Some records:
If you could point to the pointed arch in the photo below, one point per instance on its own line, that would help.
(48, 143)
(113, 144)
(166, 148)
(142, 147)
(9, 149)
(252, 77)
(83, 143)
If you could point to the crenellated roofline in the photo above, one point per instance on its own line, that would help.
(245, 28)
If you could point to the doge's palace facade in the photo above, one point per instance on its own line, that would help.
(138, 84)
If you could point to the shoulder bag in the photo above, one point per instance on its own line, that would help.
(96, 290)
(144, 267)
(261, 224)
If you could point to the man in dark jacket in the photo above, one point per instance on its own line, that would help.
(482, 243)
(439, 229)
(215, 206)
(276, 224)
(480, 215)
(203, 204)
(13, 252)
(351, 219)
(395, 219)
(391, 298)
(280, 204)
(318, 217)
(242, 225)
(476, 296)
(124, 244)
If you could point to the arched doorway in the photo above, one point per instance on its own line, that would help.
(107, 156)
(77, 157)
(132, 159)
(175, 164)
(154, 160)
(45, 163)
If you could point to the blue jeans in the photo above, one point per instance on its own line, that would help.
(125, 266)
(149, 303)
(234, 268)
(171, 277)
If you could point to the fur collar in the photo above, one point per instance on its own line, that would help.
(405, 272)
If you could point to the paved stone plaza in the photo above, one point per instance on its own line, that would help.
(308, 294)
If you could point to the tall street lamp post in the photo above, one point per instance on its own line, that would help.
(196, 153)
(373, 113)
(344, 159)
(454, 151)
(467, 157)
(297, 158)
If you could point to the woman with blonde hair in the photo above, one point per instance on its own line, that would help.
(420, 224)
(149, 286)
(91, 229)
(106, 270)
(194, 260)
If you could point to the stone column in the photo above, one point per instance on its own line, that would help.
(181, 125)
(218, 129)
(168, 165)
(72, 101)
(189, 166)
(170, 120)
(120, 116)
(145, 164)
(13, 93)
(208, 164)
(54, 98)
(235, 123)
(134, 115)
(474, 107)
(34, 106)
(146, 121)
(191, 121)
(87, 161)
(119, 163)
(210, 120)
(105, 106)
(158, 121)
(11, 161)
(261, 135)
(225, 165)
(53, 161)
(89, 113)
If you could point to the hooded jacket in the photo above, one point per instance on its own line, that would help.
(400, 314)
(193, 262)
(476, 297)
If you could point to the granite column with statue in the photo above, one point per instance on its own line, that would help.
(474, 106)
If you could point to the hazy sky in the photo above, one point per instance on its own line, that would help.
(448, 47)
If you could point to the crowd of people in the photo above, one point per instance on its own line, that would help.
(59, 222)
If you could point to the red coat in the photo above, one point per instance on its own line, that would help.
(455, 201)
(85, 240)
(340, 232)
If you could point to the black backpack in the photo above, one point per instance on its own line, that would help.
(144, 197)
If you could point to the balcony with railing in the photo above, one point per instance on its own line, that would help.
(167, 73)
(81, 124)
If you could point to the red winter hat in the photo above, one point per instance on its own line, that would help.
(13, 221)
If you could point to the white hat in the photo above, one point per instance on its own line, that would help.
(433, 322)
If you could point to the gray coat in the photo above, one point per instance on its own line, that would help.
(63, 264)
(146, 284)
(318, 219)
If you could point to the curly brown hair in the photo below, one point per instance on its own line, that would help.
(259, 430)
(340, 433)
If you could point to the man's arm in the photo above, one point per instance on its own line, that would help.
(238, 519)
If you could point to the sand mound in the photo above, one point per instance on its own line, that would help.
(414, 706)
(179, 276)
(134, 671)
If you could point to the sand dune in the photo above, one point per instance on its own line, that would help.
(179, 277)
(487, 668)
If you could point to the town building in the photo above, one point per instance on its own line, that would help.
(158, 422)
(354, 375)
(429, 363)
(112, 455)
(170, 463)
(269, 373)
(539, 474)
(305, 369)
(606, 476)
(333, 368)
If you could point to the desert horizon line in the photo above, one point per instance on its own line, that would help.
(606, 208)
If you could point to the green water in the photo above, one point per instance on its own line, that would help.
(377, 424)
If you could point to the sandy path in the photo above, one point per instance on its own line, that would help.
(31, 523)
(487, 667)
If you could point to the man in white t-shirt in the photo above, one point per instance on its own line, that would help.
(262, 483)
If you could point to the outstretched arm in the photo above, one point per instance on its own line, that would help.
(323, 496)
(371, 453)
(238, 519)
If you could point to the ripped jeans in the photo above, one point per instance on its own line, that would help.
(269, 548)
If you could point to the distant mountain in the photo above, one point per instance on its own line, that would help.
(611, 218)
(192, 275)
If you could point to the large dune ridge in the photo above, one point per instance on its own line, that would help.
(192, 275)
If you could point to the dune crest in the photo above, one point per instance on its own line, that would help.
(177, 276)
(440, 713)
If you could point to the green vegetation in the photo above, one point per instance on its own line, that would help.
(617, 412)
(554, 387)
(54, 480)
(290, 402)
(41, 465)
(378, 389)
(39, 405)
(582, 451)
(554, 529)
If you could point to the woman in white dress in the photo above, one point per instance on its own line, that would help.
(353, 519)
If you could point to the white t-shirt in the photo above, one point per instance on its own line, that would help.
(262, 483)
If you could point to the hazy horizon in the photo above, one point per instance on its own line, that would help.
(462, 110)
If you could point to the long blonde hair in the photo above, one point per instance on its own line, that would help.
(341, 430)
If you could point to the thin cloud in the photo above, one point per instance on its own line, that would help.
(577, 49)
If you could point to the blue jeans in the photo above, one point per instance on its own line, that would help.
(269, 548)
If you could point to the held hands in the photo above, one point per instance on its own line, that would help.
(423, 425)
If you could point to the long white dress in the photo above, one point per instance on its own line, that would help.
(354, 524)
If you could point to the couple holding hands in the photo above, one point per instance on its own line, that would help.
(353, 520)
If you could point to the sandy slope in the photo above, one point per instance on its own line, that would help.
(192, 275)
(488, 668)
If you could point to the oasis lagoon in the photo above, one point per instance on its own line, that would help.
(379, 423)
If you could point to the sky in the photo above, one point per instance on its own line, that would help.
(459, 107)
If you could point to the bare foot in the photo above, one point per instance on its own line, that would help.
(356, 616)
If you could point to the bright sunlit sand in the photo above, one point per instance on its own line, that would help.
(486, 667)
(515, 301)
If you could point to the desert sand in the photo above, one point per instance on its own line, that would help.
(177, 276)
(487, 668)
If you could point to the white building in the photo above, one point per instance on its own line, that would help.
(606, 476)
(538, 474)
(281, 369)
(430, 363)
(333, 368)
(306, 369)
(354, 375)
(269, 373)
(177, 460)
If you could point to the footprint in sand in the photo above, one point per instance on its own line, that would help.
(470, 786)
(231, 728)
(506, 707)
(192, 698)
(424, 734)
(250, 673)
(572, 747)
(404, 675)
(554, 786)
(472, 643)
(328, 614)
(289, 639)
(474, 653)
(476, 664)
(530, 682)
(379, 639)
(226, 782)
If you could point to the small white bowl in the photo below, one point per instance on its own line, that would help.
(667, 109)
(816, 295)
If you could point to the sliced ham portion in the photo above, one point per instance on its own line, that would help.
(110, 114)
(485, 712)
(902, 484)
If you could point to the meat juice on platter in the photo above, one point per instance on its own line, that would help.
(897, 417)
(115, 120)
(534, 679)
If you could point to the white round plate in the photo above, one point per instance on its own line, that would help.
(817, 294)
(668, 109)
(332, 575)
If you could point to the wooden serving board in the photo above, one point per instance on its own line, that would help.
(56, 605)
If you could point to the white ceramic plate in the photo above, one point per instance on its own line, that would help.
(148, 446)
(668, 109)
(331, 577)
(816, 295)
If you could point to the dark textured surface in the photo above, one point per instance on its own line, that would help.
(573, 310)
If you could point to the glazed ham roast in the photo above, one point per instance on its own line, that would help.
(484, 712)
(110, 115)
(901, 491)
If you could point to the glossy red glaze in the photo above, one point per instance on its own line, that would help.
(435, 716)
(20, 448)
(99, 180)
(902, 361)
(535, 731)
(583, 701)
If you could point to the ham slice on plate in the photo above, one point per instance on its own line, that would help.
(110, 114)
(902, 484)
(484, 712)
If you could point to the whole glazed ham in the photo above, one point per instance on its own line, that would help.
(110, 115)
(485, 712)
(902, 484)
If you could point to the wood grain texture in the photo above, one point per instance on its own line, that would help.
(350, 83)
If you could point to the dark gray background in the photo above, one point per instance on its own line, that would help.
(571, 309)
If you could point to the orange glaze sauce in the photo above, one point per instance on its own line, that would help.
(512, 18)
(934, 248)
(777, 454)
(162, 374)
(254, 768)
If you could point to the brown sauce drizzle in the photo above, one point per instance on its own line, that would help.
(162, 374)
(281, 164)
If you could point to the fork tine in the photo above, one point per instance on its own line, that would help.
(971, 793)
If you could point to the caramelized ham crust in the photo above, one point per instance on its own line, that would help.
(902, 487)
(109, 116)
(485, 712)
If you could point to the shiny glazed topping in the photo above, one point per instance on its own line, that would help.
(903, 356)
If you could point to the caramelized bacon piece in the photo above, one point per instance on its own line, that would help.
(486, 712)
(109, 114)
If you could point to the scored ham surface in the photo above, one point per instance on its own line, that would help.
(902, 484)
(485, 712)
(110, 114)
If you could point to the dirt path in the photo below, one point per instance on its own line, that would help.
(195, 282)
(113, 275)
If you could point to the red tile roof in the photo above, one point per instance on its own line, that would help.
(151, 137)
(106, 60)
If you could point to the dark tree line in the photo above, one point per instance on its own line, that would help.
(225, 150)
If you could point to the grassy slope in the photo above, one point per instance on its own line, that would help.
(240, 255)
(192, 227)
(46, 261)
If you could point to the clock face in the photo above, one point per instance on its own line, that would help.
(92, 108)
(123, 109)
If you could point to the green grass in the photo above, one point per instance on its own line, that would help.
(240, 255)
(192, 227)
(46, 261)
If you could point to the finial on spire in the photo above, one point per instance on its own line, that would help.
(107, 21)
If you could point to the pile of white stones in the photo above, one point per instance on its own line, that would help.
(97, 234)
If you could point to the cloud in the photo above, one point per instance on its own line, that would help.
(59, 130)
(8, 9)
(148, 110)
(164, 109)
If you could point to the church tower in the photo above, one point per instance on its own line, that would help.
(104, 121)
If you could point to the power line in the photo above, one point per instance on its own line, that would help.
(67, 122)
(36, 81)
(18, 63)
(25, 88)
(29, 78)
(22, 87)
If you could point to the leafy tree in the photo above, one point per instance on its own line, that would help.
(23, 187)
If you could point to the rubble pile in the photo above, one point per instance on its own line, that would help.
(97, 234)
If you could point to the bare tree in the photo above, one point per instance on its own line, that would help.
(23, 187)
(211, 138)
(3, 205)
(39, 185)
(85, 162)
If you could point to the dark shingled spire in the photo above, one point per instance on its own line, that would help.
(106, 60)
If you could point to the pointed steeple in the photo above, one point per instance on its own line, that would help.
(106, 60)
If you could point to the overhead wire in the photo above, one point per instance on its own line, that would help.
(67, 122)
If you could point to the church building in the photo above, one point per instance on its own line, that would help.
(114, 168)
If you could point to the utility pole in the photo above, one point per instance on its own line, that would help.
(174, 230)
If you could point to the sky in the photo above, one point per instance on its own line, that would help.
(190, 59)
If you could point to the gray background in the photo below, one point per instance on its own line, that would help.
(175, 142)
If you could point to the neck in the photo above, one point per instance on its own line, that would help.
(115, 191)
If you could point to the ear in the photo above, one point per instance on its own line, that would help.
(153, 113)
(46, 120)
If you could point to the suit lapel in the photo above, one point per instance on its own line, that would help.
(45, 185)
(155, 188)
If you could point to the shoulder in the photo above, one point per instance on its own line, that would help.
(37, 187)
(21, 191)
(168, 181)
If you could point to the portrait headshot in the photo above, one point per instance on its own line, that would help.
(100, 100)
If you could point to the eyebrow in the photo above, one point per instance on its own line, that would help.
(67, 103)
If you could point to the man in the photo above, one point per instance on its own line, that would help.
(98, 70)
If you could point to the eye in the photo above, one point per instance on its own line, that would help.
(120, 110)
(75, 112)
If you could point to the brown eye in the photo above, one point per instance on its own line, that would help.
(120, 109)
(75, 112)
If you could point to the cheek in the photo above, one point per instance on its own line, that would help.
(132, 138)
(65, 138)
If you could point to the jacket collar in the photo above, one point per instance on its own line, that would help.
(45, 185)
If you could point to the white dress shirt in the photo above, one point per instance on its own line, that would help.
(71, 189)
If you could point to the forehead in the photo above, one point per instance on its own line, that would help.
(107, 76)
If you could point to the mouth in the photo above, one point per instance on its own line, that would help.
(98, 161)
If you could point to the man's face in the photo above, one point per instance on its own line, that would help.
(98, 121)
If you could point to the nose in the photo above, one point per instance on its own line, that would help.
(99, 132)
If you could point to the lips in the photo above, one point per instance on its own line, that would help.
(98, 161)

Stated exercise: Starting with the line that contains "If you could point to the neck", write out each line through the end of the listing, exactly as it appears, and include nothing else.

Answer to this exercise:
If you could point to the neck in the photo above, one point per instance on its own line, that would help.
(115, 191)
If you could point to the ear in the photo above, one point per instance on its own line, that would help.
(153, 113)
(46, 120)
If you could point to the suit lapel in the photo above, one point per instance on its own line, that would help.
(45, 185)
(155, 188)
If you could point to the shoulder in the photo above, one point per instance on its own line, that would help.
(37, 187)
(21, 191)
(168, 181)
If you could point to the portrait headshot in the photo above, one point per instance on its own line, that would help.
(100, 100)
If you could point to the eyebrow in the photo above, one point per instance on its own line, that would help.
(67, 103)
If you could point to the man in the photo above, one point per instance on its own line, that would help.
(98, 70)
If you could point to the eye in the photo above, one point per instance on its own line, that would help.
(120, 110)
(75, 112)
If you could point to the brown eye in the photo above, one point per instance on its own line, that would help.
(120, 109)
(75, 112)
If you could point to the cheek in the photo above, one point per instance on its own line, that would help.
(132, 138)
(65, 138)
If you could point to the jacket collar in the photo above, one point per instance on its own line, that would help.
(45, 185)
If you could point to the white dress shirt in the photo above, one point per instance on its own line, that would help.
(71, 189)
If you could point to the forehead in the photo above, one point per instance on its own line, that would help.
(107, 76)
If you could point to the mouth in the photo above, one point per instance on its own line, that would help.
(98, 161)
If you could point to the man's face in the photo above, one point per instance on its own line, that would help.
(98, 121)
If you could point to the nose in the photo above, one point per instance on its own line, that would help.
(99, 132)
If you could point to the lips in the photo above, one point per instance on its own line, that would help.
(98, 161)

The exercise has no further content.